Required action —
Leave the pictures behind and repeat all the entries exactly.

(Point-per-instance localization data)
┌──
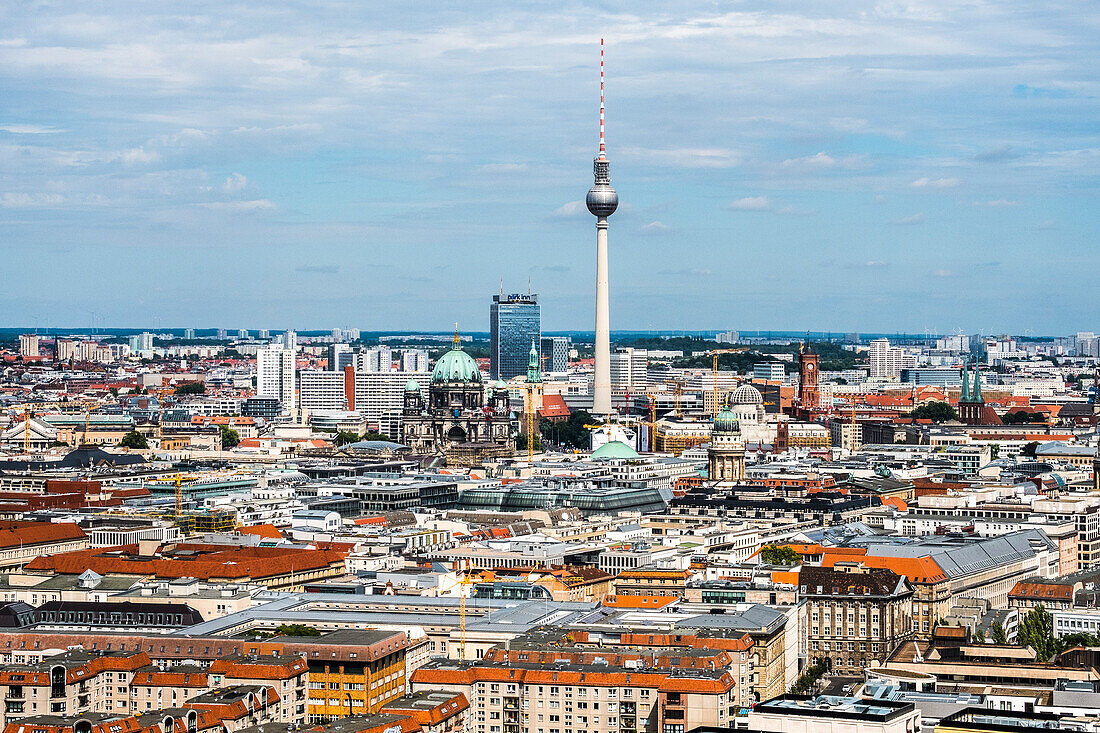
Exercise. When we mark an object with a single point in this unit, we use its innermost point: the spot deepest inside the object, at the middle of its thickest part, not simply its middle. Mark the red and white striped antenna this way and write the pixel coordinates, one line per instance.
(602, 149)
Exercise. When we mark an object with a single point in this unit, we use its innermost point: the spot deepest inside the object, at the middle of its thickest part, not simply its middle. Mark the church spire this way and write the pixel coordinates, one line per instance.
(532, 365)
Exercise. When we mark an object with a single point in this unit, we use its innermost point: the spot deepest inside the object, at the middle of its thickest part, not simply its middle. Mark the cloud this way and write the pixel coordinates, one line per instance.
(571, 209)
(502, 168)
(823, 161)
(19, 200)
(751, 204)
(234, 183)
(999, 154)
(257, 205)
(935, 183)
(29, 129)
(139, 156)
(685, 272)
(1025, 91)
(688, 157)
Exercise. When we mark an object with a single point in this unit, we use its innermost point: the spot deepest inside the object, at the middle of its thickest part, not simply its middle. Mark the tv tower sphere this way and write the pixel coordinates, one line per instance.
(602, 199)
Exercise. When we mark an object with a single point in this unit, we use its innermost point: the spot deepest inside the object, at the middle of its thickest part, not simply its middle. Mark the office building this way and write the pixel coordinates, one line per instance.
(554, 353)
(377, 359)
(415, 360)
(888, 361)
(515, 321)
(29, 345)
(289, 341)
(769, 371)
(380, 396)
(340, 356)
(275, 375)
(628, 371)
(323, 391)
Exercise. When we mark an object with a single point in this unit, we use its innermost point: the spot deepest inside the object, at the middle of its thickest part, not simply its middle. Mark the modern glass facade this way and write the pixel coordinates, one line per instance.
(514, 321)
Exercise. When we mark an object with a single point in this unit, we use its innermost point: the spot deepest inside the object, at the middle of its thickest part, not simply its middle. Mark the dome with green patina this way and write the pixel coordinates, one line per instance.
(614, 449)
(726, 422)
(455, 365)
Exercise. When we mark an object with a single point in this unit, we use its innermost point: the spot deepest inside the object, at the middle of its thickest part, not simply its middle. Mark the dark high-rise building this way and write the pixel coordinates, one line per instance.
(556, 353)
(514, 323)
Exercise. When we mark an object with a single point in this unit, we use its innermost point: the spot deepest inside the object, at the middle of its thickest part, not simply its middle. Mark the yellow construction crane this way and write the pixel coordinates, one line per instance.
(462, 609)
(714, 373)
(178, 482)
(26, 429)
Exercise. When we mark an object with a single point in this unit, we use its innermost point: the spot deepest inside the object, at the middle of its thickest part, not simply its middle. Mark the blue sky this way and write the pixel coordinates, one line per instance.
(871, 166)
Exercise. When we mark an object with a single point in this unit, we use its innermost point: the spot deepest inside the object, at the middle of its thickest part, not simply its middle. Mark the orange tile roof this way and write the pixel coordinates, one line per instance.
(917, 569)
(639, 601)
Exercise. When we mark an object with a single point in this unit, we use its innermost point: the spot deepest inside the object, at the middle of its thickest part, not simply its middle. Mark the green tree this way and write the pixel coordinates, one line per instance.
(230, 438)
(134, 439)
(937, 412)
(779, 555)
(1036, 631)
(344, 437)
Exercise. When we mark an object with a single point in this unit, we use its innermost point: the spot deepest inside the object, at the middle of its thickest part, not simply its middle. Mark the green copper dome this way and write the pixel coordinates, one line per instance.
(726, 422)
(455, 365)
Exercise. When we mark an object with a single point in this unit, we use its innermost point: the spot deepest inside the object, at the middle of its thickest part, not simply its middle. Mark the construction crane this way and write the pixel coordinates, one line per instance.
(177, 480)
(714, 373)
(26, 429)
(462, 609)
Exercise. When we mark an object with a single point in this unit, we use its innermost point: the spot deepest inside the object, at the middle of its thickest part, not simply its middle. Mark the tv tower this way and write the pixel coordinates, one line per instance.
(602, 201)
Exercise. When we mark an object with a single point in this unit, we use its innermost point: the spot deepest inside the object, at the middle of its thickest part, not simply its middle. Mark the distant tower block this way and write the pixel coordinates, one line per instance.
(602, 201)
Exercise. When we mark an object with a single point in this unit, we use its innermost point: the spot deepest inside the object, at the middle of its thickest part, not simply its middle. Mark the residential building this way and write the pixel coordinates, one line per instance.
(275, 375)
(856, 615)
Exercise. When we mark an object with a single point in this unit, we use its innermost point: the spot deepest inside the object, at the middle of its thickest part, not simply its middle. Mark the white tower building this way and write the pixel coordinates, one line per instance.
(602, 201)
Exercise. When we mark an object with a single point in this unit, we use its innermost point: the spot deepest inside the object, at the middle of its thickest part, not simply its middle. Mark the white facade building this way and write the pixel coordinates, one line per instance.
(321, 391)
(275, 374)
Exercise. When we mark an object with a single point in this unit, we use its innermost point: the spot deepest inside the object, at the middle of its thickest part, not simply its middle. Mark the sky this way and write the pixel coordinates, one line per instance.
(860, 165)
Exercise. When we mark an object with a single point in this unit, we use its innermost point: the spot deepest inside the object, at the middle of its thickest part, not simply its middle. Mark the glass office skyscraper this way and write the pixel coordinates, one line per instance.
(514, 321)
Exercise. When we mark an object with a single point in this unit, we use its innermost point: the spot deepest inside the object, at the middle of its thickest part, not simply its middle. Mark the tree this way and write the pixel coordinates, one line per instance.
└──
Answer for the task —
Exercise. When we mark an object with a single point in this unit, we use its innermost point: the spot deepest inside the object, at the middle of its thickest part, not simply its middle. Mark the red and white striped antenna this way and write the pixel coordinates, one line per instance.
(602, 149)
Exercise. When we mark an object with a single point in this unit, we use its innermost point: the spot deepest inside the object, at the middle of its thickest part, not simply its middle. Mark the church spire this way and write the pixel coordinates, one line per instance.
(532, 365)
Exercise. When we mark an object with a single point in this unit, we use its innermost point: the spot deepest inside the object, at the middle of its thickest part, not simply its middle. Mark the cloud this way and write the pixel coordinates, one line per instance.
(571, 209)
(502, 168)
(823, 161)
(19, 200)
(751, 204)
(234, 183)
(999, 154)
(257, 205)
(935, 183)
(29, 129)
(139, 156)
(685, 272)
(1025, 91)
(688, 157)
Exercise. When we mark an object with a single point in this unit, we use its innermost point: the spot deepest inside the object, at the middle of its thickest part, not simply its middle. Mark the tv tower sphere this way and write the pixel coordinates, one line per instance.
(602, 199)
Exercise. When we mark an object with a single point in this unit, we use its innermost point: the spot deepest inside the object, at the middle of its thickest part, not simply its middle. Mark the office building this way and write the pixel coordinates, one line per instance.
(554, 353)
(377, 359)
(415, 360)
(888, 361)
(515, 321)
(29, 345)
(289, 341)
(769, 371)
(380, 396)
(340, 356)
(275, 375)
(628, 371)
(323, 391)
Exercise. When we mark an object with a single point in this unit, we use its innermost point: the spot deepest inside the object, at the middle of its thickest part, not simply its middle. Mark the modern glass facade this way and write the pixel coordinates, one line per instance.
(514, 321)
Exercise. When we mark an object with a single point in this unit, we use its innermost point: the spot deepest inside the object, at the middle of its thickest part, not simply its middle. Mark the dome with green patina this way and write the pixel coordinates, one line per instance.
(614, 449)
(726, 422)
(455, 365)
Exercise. When we mark an object with a single point in this unit, we use its innermost point: the spot deepest inside the object, at the middle of its thickest part, not simply its middle. Mark the dark high-rise building this way and write the pixel coordinates, one line per instance.
(556, 353)
(514, 323)
Exercise. When we mark an object with a single point in this unit, we use its innermost point: the spot deepest inside the object, at the middle of its thickest part, not simply its middle. Mark the yellow construction crane this way and write the pixel coordinates, one line per instance.
(462, 609)
(714, 373)
(178, 482)
(26, 429)
Exercise. When we mark an object with a single point in this unit, we use its innermost point: the spot deepest inside the object, at the middle of its thickest part, not simply its middle. Mark the blue sky this way and write the pixel coordinates, one line per instance.
(871, 166)
Exercise. When we mark an object with a single point in this unit, we use its innermost point: the spot deepest inside the object, at the middle of its thickest part, not simply its middle. Mark the orange tile roof this way and write the pixel coordinates, one line per instance.
(917, 569)
(639, 601)
Exercise. When we mark an object with a single point in this unit, we use its innermost point: the spot deepest inside the object, at the middle of its thickest part, not simply its middle. Mark the green tree this way and write the pixel coordinates, one line per instance.
(230, 438)
(134, 439)
(937, 412)
(779, 555)
(1036, 631)
(344, 437)
Exercise. When we mark an object with a single point in this unit, we use its innermost point: the spot deepest inside the object, at the middle of its thickest part, not simply its middle. Mark the green copper dome this way and write the pixel coordinates, one line per instance.
(726, 422)
(455, 365)
Exercise. When we mark an object with a single point in this unit, we use its innermost point: the spot deepest inside the object, at the middle of its thickest part, not simply its middle. Mark the construction crane this way and write the pixel coordinates, one line per instance.
(177, 480)
(714, 373)
(26, 429)
(462, 609)
Exercise. When we mark an object with a single point in this unit, we use its innermost point: the spot deepest inside the object, at the middle of its thickest part, not simply its middle. Mark the tv tower this way and write the pixel coordinates, one line per instance.
(602, 201)
Exercise. When we mark an object with a single point in this unit, we use its innermost point: the spot deepest inside the object, at the middle of its thickest part, not simply its middle. Mark the distant tower block this way and write the pixel coordinates, one line per instance.
(602, 201)
Exercise. When we mark an object with a single point in this unit, we use its innermost point: the spot deepest inside the object, at the middle of its thickest part, not simply its middle. Mark the residential building this way and write the pixel coordinates, one line per instance.
(275, 375)
(856, 615)
Exercise. When we mark an object with a single point in this unit, we use its innermost point: the spot deepest inside the object, at the middle of its thickest part, not simply its middle. Mark the white tower building this way and write the pixel coordinates, one line per instance.
(602, 201)
Exercise. When we mark an object with a single point in this unit, we use its innermost point: the spot deepest inside the object, at the middle of its thickest part, not simply its middle. Mark the white facade building this way and write the pixel coordinates, one line per instance.
(321, 391)
(275, 374)
Exercise. When we mark an object with a single point in this unit, we use its innermost point: the spot deepest inside the object, at the middle of its thickest part, not simply its middle. Mark the sky this way and write the pixel coordinates, one line per instance.
(860, 165)
Exercise. When we mark an object with a single point in this unit, we use its innermost point: the spot deepest inside the object, at the middle of its thickest part, not simply its middle. Mark the glass office skyscraper this way and write the pixel coordinates, one line per instance.
(514, 321)
Exercise. When we mark an object with a single point in this unit, we use its innermost point: the spot deepest inside the object, at the middle of its thickest part, not simply its middle. Mark the tree this way and write the pixel coordinates, one line per instance.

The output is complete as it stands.